··· SELECTED PASSAGE

Interest.  No interest shall accrue on the payroll deductions of a participant in the Plan.

13.

Stock.

(a)

Subject to adjustment upon changes in capitalization of the Company as provided in Section 18 hereof, the maximum number of shares of the Company’s Common Stock which shall be made available for sale under the Plan shall be 575,000 shares.  If, on a given Exercise Date, the number of shares with respect to which options are to be exercised exceeds the number of shares then available under the Plan, the Committee shall make a pro rata allocation of the shares remaining available for purchase among the participants in such manner as it may determine in its sole discretion.

(b)

The participant shall have no interest or voting right in shares covered by his option until such option has been exercised.

14.

Administration.  The Plan shall be administered by the Committee.  The Committee shall have full and exclusive discretionary authority to construe, interpret and apply the terms of the Plan, to determine eligibility and to adjudicate all disputed claims filed under the Plan.  Every finding, decision and determination made by the Committee shall, to the full extent permitted by law, be final and binding upon all parties.

15.

Designation of Beneficiary.

(a)

A participant may designate, on the subscription agreement filed with the Committee, a beneficiary who is to receive any shares and cash, if any, from the participant’s account under the Plan in the event of such participant’s death subsequent to an Exercise Date but prior to delivery of such shares and cash to the participant.  In addition, a participant may file a written designation of a beneficiary who is to receive any cash from the participant’s account under the Plan in the event of such participant’s death prior to exercise of the option.

(b)

Such designation of beneficiary may be changed by the participant at any time by written notice.  In the event of the death of a participant and in the absence of a beneficiary validly designated under the Plan who is living at the time of such participant’s death, the Company shall deliver such shares and/or cash to the estate of the participant.

16.

Transferability.  Neither payroll deductions credited to a participant’s account nor any rights with regard to the exercise of an option or to receive shares under the Plan may be assigned, transferred, pledged or otherwise disposed of in any way (other than by will, the laws of descent and distribution or as provided in Section 15 hereof) by the participant.  Any such attempt at assignment, transfer, pledge or other disposition shall be without effect, except that the Company may treat such act as an election to withdraw funds from an Offering Period in accordance with Section 10 hereof.

······

* WRITTEN TASKS
A – Answer these questions using the stock plan excerpt:
(i) What is the largest number of shares of the Company's Common Stock that can be made available for sale under the Plan?
(ii) Who runs the Plan?
(iii) If a participant dies and no validly designated beneficiary is living at that time, who receives the shares and/or cash?
B – Pick up the stock plan excerpt after its last sentence and write the next part.
The material after this point comes from a different source.

··· DATA LINES

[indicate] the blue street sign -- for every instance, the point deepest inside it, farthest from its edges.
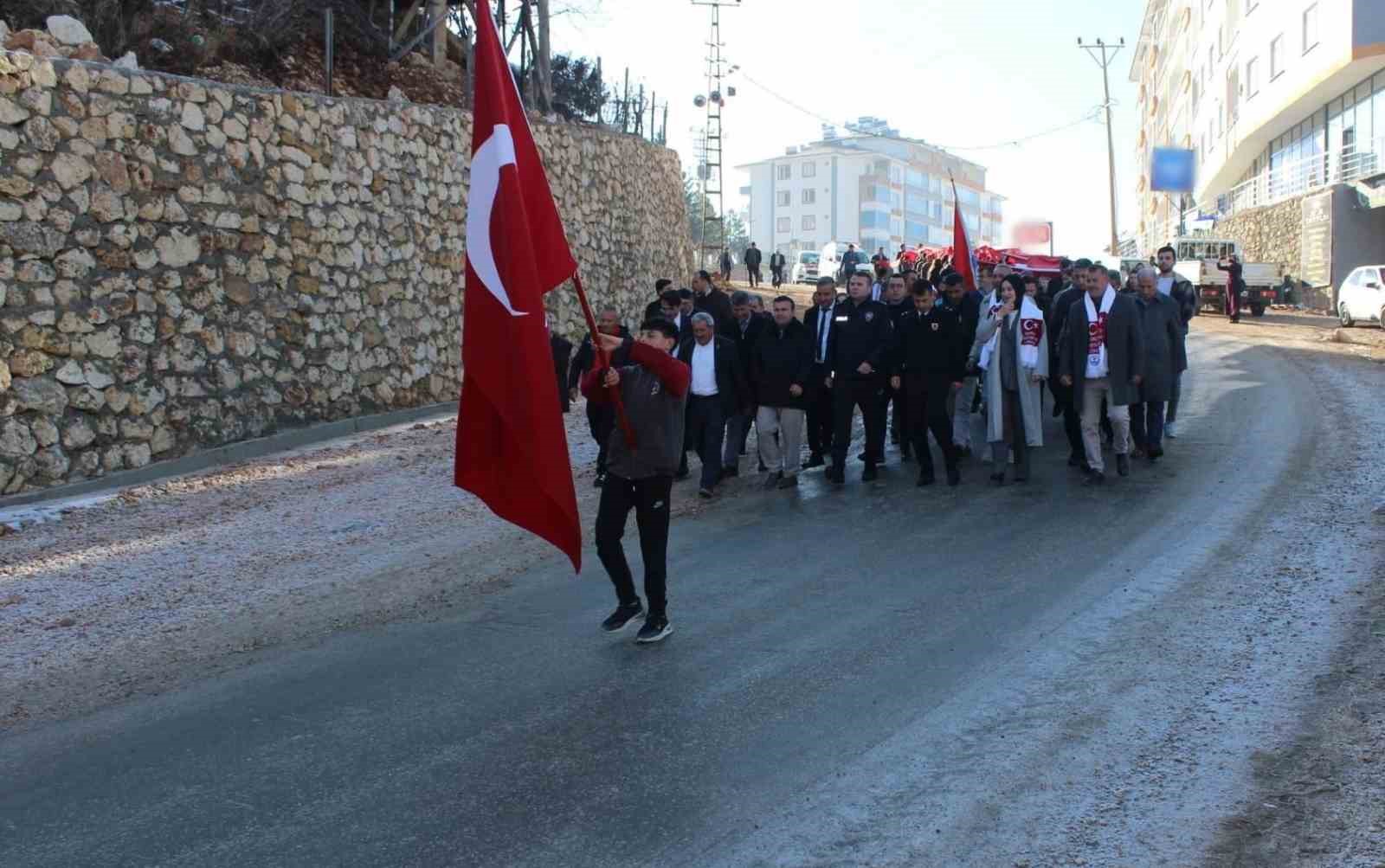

······

* RESULTS OF THE EXERCISE
A –
(i) 575,000 shares.
(ii) The Committee.
(iii) The participant's estate.

B –
17.

Use of Funds.  All payroll deductions received or held by the Company under the Plan may be used by the Company for any corporate purpose, and the Company shall not be obligated to segregate such payroll deductions.

18.

Adjustments Upon Changes in Capitalization, Merger or Asset Sale.

(a)

Changes in Capitalization.  Subject to any required action by the shareholders of the Company, the shares reserved for issuance under the Plan, as well as the price per share and the number of shares of Common Stock covered by each option under the Plan which has not yet been exercised shall be proportionately adjusted for any increase or decrease in the number of issued shares of Common Stock resulting from a stock split, reverse stock split, stock dividend, combination or reclassification of the Common Stock, or any other increase or decrease in the number of shares of Common Stock effected without receipt of consideration by the Company.  Such adjustment shall be made by the Board, whose determination in that respect shall be final, binding and conclusive.

(b)

Change of Control.  In the event of a Change of Control, the Offering Period then in progress shall be shortened by the Committee’s setting a new Exercise Date (the “New Exercise Date”).  The New Exercise Date shall be before the date of the Change of Control.  The participant’s option shall be exercised automatically on the New Exercise Date, unless prior to such date the participant has withdrawn from the 

5

Offering Period as provided in Section 10 hereof.  Immediately following such New Exercise Date, the Plan shall terminate.

19.

Amendment or Termination.

(a)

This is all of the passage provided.